• _What the task asks_: The data is to be retyped in full, exactly.

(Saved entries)
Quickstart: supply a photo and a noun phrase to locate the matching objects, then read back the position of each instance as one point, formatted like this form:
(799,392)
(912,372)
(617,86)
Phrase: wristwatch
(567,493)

• _Task solution_:
Quickstart: supply a photo and a noun phrase to locate the matching objects, then read back the position of each instance as one point, formatted like this form:
(799,392)
(912,372)
(617,86)
Phrase: wristwatch
(567,493)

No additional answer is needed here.